## WHAT TO DO
Return the full listing, so that each line matches the original exactly.

## DATA TO USE
____

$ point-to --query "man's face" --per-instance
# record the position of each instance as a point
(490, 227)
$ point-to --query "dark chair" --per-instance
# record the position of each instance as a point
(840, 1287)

____

## ANSWER TO THIS EXERCISE
$ point-to --query "man's face" --per-instance
# record the position of each instance as a point
(490, 227)
$ point-to --query "dark chair" --per-instance
# record the position of each instance as a point
(840, 1287)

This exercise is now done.